■ **Page excerpt**
New Courses for Fall/Winter 2022-2023

Graduate Courses

Fall 2022

HPS4110H:  Medicine, Science, and Mobility in the Mediterranean World  

Lucia Dacome 

Thursdays 10 - 12

Course description:  The Mediterranean world has historically been characterized as a fluid and permeable space of both human and non-human movement across Africa, Asia, and Europe. This course examines the role of Mediterranean interactions in the histories of science and medicine, focusing on the premodern period. It explores processes of production of medical and scientific knowledge in the premodern Mediterranean world. We will address topics such as the relationship between medicine, science, and religion; slavery and medicine; the management of epidemics and public health; the movement of specimens and curiosities; travel and scientific exchange; bodies and identities; and the making of human diversity. We will also critically reflect on the category of mobility, engaging in questions related to how movement participated in processes of knowledge production in the sciences and medicine and, conversely, how scientific and medical pursuits encouraged mobility.

Winter 2023 

HPS4021H:  Feminist Approaches to Science & Technology Studies  

Elise Burton 

Tuesdays  4 - 6

Course Description: This seminar introduces graduate students to intersections of feminist theory with the multidisciplinary field of science & technology studies (STS). We will analyze and discuss notable critiques of science and technology by feminist and queer studies scholars that have transformed not only the field of STS, but also research practices and concepts within STEM fields. This year’s seminar focuses primarily on Sex & Gender in the History of Science, with key topics including biomedical and technological representations of sex, gender, and sexuality, women in STEM professions, human reproductive technologies; as well as intersectional and transnational approaches to studying gendered labour and knowledge production. Course assignments will enable students to consider how the themes, theoretical approaches, and/or methodologies of feminist STS can inform their own research interests.

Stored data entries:

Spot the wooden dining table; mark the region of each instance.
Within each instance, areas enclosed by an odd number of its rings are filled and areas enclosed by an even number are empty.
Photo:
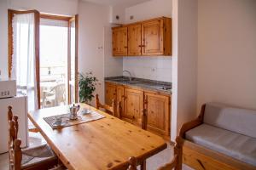
[[[88,105],[79,105],[105,117],[53,129],[44,117],[66,114],[68,105],[28,113],[31,122],[70,170],[126,169],[129,157],[135,156],[139,164],[167,146],[160,136]]]

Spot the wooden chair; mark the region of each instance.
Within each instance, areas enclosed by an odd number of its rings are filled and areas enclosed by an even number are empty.
[[[179,137],[176,138],[176,144],[174,146],[174,156],[172,160],[169,163],[164,165],[163,167],[159,167],[158,170],[182,169],[182,164],[177,163],[178,161],[179,162],[182,162],[182,145],[180,144],[180,140],[181,139]]]
[[[117,105],[117,117],[119,119],[122,119],[122,112],[123,112],[123,107],[122,107],[122,102],[119,101]]]
[[[47,144],[33,148],[21,149],[21,140],[18,139],[19,117],[13,116],[12,107],[8,107],[9,154],[10,170],[44,170],[58,164],[54,152]]]
[[[137,170],[137,159],[134,156],[129,158],[129,167],[127,170]]]
[[[109,113],[110,115],[112,115],[113,116],[117,116],[117,114],[116,114],[116,104],[115,104],[114,99],[112,100],[112,105],[110,106],[110,105],[105,105],[105,104],[102,104],[100,102],[100,99],[99,99],[99,94],[96,94],[95,105],[96,105],[96,109],[100,109],[100,108],[105,109],[106,111],[108,113]]]

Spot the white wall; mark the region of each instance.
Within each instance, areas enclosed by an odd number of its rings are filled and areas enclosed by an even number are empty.
[[[125,8],[125,23],[141,21],[156,17],[172,17],[172,0],[151,0]],[[133,20],[130,20],[130,16]],[[124,57],[124,70],[132,76],[172,82],[172,57]],[[126,73],[125,73],[126,74]]]
[[[171,139],[196,116],[197,0],[173,0]]]
[[[125,23],[137,22],[160,16],[172,17],[172,0],[151,0],[125,8]],[[133,20],[130,20],[130,16]]]
[[[172,82],[170,57],[124,57],[123,70],[130,71],[135,77]]]
[[[80,2],[79,6],[79,71],[92,71],[99,83],[96,94],[104,99],[104,27],[109,26],[109,8]],[[111,42],[109,42],[111,43]]]
[[[9,8],[37,9],[39,12],[74,15],[78,12],[78,0],[9,0]]]
[[[198,104],[256,109],[256,1],[199,0]]]
[[[119,76],[123,72],[123,59],[112,55],[112,29],[104,27],[104,76]]]
[[[8,3],[0,0],[0,78],[8,77]]]
[[[116,16],[119,16],[119,20]],[[114,5],[110,7],[109,21],[113,24],[124,24],[125,21],[125,5]]]

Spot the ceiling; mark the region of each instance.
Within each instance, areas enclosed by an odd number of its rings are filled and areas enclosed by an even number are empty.
[[[124,5],[126,7],[133,6],[149,0],[83,0],[86,2],[95,3],[102,5]]]

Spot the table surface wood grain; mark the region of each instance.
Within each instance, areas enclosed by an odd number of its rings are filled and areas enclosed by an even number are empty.
[[[80,104],[106,117],[59,129],[43,119],[68,112],[68,106],[38,110],[28,114],[63,164],[70,170],[125,169],[130,156],[142,162],[166,148],[160,136]]]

■ **What you need to do**
Write the next part of the new-courses listing, picking up right after its last sentence. The entries come from a separate source, not from the course listing.

■ **Task answer**
HPS4023 H:  Brave New Worlds: Science + Fiction (Please note the course code has changed.)

Nikolai Krementsov

Thursdays 12 - 2

Course Description:  During the last two centuries science fiction (SF) has become the mythology of modern societies, and the very name of this literary genre points unambiguously to science as their acknowledged linchpin. Every mythology offers a deep insight into the mores and morals, heroes and villains, structures and strictures, dreams and taboos of the society that produced it. This graduate research seminar explores SF as a particular lens for the understanding of both the historical development of modern sciences and the role of science and scientific knowledge in the historical development of modern societies. It is structured thematically around a series of classic SF novels and speculative writings by eminent scientists, but focused on students carrying out independent research projects that examine one of the major themes addressed in the readings, from aliens, androids, and AI to evolution, eugenics, ET, and beyond. The seminar concludes with a workshop where students present their research projects to the audience of their peers. 

HPS4103H:  The Technological Underground: New Methods in History of Technology  

Edward Jones-Imhotep

Tuesdays 1 - 3

Course Description:  This course examines new and emerging methodologies for investigating the histories of technology. It focuses on the concept of the technological underground. Undergrounds have figured powerfully in human histories and imaginations as places of alterity, concealment, exploration, and discovery; as well as spaces of hope, refuge, and fugitivity. The course leads students through a collection of technological undergrounds – real and figurative – to examine the unexplored and underexplored histories of technology. What people and technologies have historically occupied these spaces? How can the idea of the underground help us approach people and technologies traditionally written out of our histories? What can it reveal about agency, resistance, and the category of technology itself? Drawing on recent work in global history, critical race studies, postcolonialism, and digital humanities, the course analyzes the particular challenges posed by source materials and current frameworks and encourages students to develop new ways of thinking and writing the histories of technology.